**Problem requirements**
Gather every line of the data below that contains the string "pergola".

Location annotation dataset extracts
#####

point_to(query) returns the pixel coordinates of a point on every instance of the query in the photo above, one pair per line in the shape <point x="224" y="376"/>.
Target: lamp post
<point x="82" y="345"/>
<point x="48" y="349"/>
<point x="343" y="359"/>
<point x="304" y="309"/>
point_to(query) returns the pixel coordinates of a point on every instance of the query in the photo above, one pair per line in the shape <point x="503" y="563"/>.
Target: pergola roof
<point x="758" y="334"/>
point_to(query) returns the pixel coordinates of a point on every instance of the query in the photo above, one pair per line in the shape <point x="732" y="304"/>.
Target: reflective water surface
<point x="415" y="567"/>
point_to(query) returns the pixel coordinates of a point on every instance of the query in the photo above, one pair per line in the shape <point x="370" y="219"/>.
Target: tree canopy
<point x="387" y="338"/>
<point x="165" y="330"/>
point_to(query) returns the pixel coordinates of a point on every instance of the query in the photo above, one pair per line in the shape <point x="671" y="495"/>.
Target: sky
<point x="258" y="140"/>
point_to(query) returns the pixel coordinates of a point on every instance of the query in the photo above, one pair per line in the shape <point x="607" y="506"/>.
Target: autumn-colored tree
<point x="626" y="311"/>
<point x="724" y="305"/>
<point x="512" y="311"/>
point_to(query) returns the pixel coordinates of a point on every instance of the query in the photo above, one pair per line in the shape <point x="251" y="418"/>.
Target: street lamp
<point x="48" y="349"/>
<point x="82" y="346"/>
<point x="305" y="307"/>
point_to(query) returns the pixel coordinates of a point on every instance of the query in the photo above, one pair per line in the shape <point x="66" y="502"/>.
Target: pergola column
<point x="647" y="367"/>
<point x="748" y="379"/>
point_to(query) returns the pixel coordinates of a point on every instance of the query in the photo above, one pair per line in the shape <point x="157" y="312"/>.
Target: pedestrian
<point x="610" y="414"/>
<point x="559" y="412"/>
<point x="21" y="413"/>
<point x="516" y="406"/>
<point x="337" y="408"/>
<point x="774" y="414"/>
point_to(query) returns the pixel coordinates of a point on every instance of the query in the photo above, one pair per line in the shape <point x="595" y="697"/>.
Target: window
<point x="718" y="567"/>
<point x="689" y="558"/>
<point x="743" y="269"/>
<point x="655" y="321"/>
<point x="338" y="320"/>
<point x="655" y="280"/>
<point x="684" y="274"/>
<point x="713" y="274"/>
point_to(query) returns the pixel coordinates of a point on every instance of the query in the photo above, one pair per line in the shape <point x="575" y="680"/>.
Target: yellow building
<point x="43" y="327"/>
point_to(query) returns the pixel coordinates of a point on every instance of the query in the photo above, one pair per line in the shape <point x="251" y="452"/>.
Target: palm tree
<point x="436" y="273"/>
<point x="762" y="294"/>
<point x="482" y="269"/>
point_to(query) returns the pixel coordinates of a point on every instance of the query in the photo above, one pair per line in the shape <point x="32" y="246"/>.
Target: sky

#####

**Exercise response**
Target: pergola roof
Target: pergola column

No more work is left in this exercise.